EXERCISE AIM: Give every line of the records below as a Markdown table with the columns "Row" and "Line," numbering the rows in order and omitting blank lines.

======== DATASET ENTRIES

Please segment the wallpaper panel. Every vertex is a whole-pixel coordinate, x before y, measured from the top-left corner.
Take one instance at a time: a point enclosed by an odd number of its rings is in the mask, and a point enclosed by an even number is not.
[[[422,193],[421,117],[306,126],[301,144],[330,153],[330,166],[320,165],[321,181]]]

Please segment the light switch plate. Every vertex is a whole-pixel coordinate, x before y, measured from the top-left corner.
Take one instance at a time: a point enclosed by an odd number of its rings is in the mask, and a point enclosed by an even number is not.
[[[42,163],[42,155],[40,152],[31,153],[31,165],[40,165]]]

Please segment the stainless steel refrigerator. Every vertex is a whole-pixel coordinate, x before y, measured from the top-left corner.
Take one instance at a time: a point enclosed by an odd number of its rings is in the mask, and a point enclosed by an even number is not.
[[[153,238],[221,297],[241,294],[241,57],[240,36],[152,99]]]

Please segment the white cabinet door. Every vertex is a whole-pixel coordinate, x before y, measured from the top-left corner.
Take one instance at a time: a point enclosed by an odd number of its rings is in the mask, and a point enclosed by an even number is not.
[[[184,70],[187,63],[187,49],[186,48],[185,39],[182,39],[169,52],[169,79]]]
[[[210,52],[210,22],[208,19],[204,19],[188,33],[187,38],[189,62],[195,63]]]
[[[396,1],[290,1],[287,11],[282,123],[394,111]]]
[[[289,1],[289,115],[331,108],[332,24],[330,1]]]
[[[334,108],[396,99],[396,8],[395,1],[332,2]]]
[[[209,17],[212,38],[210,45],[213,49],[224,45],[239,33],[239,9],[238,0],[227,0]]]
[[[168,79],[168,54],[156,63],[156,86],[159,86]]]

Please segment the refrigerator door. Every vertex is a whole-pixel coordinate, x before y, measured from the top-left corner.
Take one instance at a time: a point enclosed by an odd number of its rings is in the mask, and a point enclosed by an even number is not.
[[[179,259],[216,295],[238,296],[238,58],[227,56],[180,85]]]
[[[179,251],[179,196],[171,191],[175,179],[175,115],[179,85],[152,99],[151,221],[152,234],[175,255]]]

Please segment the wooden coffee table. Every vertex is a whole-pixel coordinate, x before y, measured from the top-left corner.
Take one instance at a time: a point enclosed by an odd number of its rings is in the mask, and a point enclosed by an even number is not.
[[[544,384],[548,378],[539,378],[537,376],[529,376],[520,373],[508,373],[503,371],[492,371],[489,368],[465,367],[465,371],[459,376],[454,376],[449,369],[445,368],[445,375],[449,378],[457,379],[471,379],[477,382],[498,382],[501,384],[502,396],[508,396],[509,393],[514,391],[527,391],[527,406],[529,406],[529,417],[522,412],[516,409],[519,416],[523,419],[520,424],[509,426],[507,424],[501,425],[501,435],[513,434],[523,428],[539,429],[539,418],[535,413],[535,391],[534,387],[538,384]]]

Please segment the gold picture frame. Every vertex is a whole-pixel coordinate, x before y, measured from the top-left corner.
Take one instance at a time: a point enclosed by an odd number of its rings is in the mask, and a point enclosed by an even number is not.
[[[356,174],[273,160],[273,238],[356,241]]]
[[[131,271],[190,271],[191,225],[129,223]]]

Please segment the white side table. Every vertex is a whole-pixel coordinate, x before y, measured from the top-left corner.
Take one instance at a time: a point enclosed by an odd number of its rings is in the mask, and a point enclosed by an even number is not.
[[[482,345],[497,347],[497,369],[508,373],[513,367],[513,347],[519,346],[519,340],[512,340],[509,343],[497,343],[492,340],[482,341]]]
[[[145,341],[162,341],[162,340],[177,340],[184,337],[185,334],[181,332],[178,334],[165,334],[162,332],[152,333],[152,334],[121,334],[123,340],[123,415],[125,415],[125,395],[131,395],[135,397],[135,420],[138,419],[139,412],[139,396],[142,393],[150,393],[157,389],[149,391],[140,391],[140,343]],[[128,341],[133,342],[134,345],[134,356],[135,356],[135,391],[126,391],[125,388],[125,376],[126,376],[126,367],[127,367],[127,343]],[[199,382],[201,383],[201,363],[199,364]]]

================

CORRECT RESULT:
| Row | Line |
|---|---|
| 1 | Please segment the wallpaper panel. Every vertex is a whole-pixel coordinate, x before y, measured from the top-left corner. |
| 2 | Take one instance at a time: a point enclosed by an odd number of its rings is in the mask, and a point enclosed by an even number is not. |
| 3 | [[[422,193],[421,117],[306,126],[301,144],[330,153],[330,166],[320,165],[321,181]]] |
| 4 | Please segment the light switch plate. Every vertex is a whole-pixel coordinate, x before y, measured from the top-left corner. |
| 5 | Take one instance at a time: a point enclosed by an odd number of its rings is in the mask, and a point enclosed by an even number is not. |
| 6 | [[[42,163],[42,155],[40,152],[31,153],[31,165],[40,165]]] |
| 7 | Please segment the stainless steel refrigerator. Every vertex is a whole-pixel coordinate, x before y, measured from the top-left corner. |
| 8 | Take one instance at a time: a point enclosed by an odd number of its rings is in the mask, and a point enclosed by an even number is not. |
| 9 | [[[153,238],[221,297],[241,294],[241,57],[240,36],[152,99]]] |
| 10 | Please segment the white cabinet door. Every vertex is a whole-pixel coordinate, x before y, measured from the top-left corner. |
| 11 | Take one instance at a time: a point enclosed by an odd number of its rings is in the mask, and a point enclosed by an even number is not. |
| 12 | [[[184,70],[187,63],[187,49],[186,48],[185,39],[182,39],[169,52],[169,79]]] |
| 13 | [[[210,52],[210,22],[208,19],[204,19],[188,33],[187,38],[189,62],[195,63]]] |
| 14 | [[[396,1],[290,1],[287,11],[282,123],[394,111]]] |
| 15 | [[[289,1],[289,115],[331,108],[332,24],[330,1]]] |
| 16 | [[[334,108],[396,99],[396,8],[395,1],[332,2]]] |
| 17 | [[[209,17],[212,38],[210,45],[213,49],[224,45],[239,33],[239,9],[238,0],[227,0]]] |
| 18 | [[[168,79],[168,54],[156,63],[156,86],[159,86]]] |
| 19 | Please segment the refrigerator door. Every vertex is a whole-pixel coordinate, x before y, measured from the top-left corner. |
| 20 | Take one instance at a time: a point enclosed by an odd number of its rings is in the mask, and a point enclosed by an even number is not. |
| 21 | [[[179,259],[216,295],[238,296],[238,58],[227,56],[180,85]]] |
| 22 | [[[179,251],[179,196],[171,191],[175,179],[175,115],[179,85],[152,99],[151,221],[152,234],[175,255]]] |
| 23 | Please segment the wooden coffee table. Every vertex is a whole-pixel coordinate, x before y, measured from the top-left corner. |
| 24 | Take one instance at a time: a point enclosed by an odd number of its rings is in the mask, and a point enclosed by an even number is not. |
| 25 | [[[544,384],[548,378],[539,378],[537,376],[529,376],[520,373],[508,373],[503,371],[492,371],[489,368],[465,367],[465,371],[459,376],[454,376],[449,369],[445,368],[445,375],[449,378],[457,379],[471,379],[477,382],[498,382],[501,384],[502,396],[508,396],[509,393],[514,391],[527,391],[527,406],[529,406],[529,417],[522,412],[516,409],[519,416],[523,419],[520,424],[509,426],[507,424],[501,425],[501,435],[513,434],[523,428],[539,429],[539,418],[535,413],[535,391],[534,387],[538,384]]] |
| 26 | Please segment the gold picture frame. Every vertex is a whole-pixel coordinate, x before y, measured from the top-left corner. |
| 27 | Take one instance at a time: a point enclosed by an odd number of its rings is in the mask, and a point enclosed by an even number is not. |
| 28 | [[[356,174],[273,160],[273,238],[356,241]]] |
| 29 | [[[131,271],[190,271],[191,225],[129,223]]] |
| 30 | Please segment the white side table. Every vertex is a whole-pixel coordinate, x before y, measured from the top-left corner. |
| 31 | Take one instance at a time: a point enclosed by an odd number of its rings is in the mask, and a point enclosed by an even number is not. |
| 32 | [[[482,345],[497,347],[497,369],[508,373],[513,367],[513,347],[519,346],[519,340],[512,340],[509,343],[497,343],[492,340],[482,341]]] |
| 33 | [[[145,341],[162,341],[162,340],[177,340],[184,337],[185,334],[181,332],[178,334],[165,334],[162,332],[152,333],[152,334],[121,334],[123,340],[123,415],[125,415],[125,395],[131,395],[135,397],[135,420],[138,419],[139,412],[139,396],[142,393],[150,393],[157,389],[149,391],[140,391],[140,343]],[[128,341],[133,342],[134,345],[134,356],[135,356],[135,391],[126,391],[125,388],[125,376],[126,376],[126,367],[127,367],[127,343]],[[199,382],[201,383],[201,363],[199,364]]] |